Selected text
David Henderson is looking to leave his job. It's the dotcom bust era, and his company is shrinking. Despite the risk, despite the bad news in the economy, despite jobs being scarce, he resigns. "It was time for me to leave," he says simply. But he avoids joining the ranks of other agile-thinking displaced workers looking to be hired. In the uncertain times not long after 9-11, he manages to convince a small group of engineers to take a leap of faith. He asks them to work—not with him, but for him. His company has no product. All he has is an idea. And like he says, "Ideas are cheap."

They need to be. For months and months, the first employees of his company, New Scale Technologies, work with nominal salaries. They're willing to do it because Henderson's idea seemed full of potential from the first time he described it to one of his new employees. "I moved my hands a lot," recalls Henderson, "and within a minute, [my employee] said, 'I know what to call it.'"

Like an entrepreneurial cliché , the engineers toil in Henderson's basement making Squiggle, a micro electric motor. The first parts come out of the oven. As an undergraduate at Carnegie Mellon, Henderson (E'83, TPR'91) made racing buggies faster and lighter for Beta Theta Pi. Now he is all about making this motor smaller and more powerful. His brain child certainly is tiny. The "rough draft" version is about as big as a person's thumb. It has very few parts, just actuators and a very tiny screw and nut, but it can exert several pounds of force.

In January 2004, a press release announces New Scale Technologies and its product, Squiggle. By August, Henderson is on a plane to Korea to visit the Samsung headquarters. "I hadn't thought of cameras," he says, "I was thinking medical research." But Squiggle is what Samsung wanted, a very small motor that could power a cell-phone camera and still allow the phone to be sleek and pocket sized.

Since empowering the world of wireless camera phones, Squiggle has become smaller and smaller. Now it's the size of a grain of rice, which makes it feasible for use in implantable medical devices like insulin pumps. Henderson hopes that one day the Squiggle can power an artificial pancreas that dispenses insulin for people who, like himself, have diabetes. It already powers a motorized version of the HeartLander miniature robot that is being developed to perform heart surgery [see January 2009 feature story "One Small Step, One Giant Leap"]. There have been more and more inquiries for Squiggle to do all varieties of tasks, Henderson says, from moving bait on fishing lure to powering electronic locks, lasers, defense equipment, and aerospace applications.

Thanks to Squiggle, employees at New Scale Technologies get more than nominal paychecks. The seven-year-old, New York-based company has been ranked by Inc. magazine in the top 15% of the 5,000 fastest-growing private companies in the United States.

Exercises to complete
(1) Update the piece on New Scale Technologies, giving its text again starting with "Since empowering the" and going on through "and aerospace applications.", with "grain of rice" changed to "grain of sand".
(2) The piece on New Scale Technologies mentions inquiries for Squiggle to do "all varieties of tasks." List every task or application named in that sentence.
(3) Shorten the paragraph in the piece on New Scale Technologies that begins "In January 2004" to a single sentence that keeps its main facts.

(Extracted data entries)
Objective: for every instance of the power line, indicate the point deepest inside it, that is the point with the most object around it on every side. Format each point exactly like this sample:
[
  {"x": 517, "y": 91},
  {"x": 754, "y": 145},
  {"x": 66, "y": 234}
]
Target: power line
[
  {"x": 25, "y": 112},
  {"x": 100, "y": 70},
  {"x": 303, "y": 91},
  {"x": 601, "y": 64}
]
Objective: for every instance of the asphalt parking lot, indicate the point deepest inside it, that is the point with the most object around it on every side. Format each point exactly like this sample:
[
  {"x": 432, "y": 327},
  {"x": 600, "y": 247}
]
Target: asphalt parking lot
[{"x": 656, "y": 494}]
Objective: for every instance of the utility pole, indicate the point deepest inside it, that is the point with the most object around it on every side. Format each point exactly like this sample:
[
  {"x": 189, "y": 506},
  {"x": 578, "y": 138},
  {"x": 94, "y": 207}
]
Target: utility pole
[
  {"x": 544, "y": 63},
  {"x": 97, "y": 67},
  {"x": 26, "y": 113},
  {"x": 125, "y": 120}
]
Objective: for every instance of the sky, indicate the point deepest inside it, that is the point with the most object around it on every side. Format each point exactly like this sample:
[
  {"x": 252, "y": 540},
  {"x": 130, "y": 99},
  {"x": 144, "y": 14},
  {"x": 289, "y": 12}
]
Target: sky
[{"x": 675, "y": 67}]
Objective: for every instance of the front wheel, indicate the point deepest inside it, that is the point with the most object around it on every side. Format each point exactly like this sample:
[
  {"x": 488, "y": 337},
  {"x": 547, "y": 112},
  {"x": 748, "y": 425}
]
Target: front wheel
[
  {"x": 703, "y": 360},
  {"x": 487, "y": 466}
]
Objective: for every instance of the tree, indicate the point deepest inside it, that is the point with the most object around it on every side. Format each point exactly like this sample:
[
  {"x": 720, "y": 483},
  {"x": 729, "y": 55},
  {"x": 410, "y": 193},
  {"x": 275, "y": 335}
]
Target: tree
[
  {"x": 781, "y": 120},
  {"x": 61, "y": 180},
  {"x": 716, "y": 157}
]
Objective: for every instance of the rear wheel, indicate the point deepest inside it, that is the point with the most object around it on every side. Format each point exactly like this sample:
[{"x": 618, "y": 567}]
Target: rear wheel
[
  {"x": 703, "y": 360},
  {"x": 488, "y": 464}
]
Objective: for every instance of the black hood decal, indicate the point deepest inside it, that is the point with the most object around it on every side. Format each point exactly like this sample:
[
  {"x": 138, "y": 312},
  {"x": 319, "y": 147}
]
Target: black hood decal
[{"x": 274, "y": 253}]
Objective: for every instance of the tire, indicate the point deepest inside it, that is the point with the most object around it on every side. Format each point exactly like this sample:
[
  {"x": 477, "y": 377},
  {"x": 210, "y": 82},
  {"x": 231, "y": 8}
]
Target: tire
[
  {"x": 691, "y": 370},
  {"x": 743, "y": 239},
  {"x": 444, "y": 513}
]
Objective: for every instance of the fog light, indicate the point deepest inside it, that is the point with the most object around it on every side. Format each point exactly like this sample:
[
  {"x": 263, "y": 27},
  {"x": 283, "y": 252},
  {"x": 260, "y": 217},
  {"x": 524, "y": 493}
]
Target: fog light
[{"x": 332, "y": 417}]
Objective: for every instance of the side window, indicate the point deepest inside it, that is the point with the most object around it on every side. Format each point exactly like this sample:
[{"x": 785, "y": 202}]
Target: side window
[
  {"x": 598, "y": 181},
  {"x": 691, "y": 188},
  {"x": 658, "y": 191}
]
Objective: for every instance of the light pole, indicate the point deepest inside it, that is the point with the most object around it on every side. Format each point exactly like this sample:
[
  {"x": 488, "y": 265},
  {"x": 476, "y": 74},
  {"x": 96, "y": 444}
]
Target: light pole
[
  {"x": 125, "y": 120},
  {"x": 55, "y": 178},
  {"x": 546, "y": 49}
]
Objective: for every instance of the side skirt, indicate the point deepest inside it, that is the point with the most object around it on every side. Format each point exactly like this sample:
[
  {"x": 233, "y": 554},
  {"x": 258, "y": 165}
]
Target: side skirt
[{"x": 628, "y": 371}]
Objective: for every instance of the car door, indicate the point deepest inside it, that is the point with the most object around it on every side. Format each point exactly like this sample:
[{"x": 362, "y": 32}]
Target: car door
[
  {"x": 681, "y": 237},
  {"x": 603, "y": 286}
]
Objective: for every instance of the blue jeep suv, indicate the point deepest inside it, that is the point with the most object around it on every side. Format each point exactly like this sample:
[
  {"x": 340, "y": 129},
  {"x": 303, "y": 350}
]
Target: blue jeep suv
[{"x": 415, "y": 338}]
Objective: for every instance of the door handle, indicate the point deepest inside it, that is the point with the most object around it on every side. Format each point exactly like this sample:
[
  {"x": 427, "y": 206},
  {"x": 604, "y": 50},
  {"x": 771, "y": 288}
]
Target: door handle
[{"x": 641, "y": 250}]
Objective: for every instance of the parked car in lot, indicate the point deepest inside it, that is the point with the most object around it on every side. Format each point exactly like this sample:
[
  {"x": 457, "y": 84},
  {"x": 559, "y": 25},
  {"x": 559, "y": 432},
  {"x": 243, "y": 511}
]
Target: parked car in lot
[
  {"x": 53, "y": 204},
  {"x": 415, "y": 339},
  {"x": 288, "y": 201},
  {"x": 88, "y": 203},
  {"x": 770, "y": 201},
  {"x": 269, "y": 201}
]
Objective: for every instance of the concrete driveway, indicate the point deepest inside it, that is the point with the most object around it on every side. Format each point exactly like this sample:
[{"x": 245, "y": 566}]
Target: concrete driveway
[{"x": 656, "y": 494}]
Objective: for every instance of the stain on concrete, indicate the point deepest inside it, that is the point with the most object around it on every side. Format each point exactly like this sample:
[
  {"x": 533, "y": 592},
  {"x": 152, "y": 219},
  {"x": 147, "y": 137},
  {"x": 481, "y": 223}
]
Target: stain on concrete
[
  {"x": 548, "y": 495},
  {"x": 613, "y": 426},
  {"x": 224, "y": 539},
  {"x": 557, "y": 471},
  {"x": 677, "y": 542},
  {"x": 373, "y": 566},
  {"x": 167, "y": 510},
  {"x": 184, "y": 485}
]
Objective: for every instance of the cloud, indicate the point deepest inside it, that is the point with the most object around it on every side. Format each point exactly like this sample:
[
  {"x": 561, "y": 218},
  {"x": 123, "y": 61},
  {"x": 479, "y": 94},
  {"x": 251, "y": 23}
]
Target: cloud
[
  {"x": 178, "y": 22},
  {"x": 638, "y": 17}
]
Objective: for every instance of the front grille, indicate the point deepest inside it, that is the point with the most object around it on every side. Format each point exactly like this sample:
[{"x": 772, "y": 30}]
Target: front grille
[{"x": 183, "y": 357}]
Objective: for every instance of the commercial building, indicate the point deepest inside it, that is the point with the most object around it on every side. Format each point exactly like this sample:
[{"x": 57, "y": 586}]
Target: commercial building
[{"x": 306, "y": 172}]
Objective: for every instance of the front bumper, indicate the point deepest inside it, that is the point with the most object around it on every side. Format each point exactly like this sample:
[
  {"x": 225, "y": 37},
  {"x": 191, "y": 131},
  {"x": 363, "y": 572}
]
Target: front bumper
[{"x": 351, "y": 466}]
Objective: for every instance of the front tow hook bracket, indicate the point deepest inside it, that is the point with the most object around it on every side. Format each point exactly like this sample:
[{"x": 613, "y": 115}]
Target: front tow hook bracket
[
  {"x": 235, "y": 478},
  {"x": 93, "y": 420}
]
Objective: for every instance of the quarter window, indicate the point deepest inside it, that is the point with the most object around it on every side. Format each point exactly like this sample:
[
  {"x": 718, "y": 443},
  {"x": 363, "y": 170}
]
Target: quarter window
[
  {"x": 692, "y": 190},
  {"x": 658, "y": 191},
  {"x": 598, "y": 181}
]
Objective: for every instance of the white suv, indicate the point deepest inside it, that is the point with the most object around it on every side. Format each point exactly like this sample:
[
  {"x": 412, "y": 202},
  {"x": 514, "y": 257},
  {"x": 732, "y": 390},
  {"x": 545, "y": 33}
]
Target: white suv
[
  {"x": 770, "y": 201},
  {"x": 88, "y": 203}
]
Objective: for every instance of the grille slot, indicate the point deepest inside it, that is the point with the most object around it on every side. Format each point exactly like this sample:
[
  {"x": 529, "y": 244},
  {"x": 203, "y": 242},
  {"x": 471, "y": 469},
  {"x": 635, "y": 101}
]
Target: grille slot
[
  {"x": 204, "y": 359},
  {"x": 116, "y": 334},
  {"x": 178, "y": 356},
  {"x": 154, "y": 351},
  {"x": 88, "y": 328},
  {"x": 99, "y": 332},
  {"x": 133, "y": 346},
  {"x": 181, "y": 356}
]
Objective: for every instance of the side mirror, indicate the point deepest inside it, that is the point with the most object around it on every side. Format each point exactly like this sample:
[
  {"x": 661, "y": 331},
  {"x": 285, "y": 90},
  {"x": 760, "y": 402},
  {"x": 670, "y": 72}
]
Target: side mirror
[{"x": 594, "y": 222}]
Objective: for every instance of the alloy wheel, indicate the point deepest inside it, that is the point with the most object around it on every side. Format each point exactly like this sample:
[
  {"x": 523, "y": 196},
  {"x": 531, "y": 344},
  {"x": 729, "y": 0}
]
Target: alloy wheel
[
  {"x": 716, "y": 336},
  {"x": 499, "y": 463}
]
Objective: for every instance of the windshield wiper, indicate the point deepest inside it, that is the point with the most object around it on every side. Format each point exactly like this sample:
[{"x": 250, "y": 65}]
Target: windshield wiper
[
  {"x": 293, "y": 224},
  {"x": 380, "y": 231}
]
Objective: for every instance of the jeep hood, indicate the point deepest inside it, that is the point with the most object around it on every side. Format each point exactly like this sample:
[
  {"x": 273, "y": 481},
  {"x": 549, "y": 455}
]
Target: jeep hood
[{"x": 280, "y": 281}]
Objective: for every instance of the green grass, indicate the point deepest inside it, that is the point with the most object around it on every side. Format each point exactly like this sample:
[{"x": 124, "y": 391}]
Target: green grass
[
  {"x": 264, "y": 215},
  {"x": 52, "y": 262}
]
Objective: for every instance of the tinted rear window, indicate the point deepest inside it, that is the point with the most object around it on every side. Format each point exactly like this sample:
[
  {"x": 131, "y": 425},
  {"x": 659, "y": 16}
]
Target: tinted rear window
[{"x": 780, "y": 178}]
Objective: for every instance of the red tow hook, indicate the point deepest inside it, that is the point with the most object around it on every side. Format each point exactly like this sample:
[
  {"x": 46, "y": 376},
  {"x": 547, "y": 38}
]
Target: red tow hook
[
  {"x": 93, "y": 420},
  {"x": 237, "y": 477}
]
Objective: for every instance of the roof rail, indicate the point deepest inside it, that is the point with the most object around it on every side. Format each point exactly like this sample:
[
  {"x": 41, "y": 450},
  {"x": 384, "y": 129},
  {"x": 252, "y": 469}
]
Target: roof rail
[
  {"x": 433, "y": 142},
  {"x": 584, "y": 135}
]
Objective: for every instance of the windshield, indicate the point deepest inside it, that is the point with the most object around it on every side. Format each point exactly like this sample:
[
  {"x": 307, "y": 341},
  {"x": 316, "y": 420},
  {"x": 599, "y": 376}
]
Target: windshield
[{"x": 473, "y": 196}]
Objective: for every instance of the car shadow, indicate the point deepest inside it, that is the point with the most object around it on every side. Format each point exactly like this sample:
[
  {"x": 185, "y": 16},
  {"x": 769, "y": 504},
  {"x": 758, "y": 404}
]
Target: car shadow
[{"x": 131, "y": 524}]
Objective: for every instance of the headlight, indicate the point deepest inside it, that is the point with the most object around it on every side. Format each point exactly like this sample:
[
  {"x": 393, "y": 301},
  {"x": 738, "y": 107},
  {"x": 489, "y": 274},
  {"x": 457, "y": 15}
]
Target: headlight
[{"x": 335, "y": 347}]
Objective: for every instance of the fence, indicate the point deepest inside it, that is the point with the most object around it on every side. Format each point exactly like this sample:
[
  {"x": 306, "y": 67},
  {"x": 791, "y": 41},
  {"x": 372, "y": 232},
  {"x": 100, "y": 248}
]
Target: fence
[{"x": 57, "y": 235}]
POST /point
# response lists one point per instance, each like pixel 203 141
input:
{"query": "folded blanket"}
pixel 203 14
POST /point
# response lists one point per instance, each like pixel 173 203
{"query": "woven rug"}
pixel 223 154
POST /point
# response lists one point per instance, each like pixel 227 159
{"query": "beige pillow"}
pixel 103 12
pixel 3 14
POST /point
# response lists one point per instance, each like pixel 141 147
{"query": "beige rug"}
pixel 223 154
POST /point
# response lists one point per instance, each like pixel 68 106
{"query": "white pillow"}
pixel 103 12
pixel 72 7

Numbered responses
(1)
Since empowering the world of wireless camera phones, Squiggle has become smaller and smaller. Now it's the size of a grain of sand, which makes it feasible for use in implantable medical devices like insulin pumps. Henderson hopes that one day the Squiggle can power an artificial pancreas that dispenses insulin for people who, like himself, have diabetes. It already powers a motorized version of the HeartLander miniature robot that is being developed to perform heart surgery [see January 2009 feature story "One Small Step, One Giant Leap"]. There have been more and more inquiries for Squiggle to do all varieties of tasks, Henderson says, from moving bait on fishing lure to powering electronic locks, lasers, defense equipment, and aerospace applications.

(2)
- Moving bait on fishing lure
- Powering electronic locks
- Lasers
- Defense equipment
- Aerospace applications

(3) A January 2004 press release announced New Scale Technologies and Squiggle, and by August Henderson was visiting Samsung in Korea, which wanted the motor to power a cell-phone camera in a sleek, pocket-sized phone, a use he had not considered while thinking of medical research.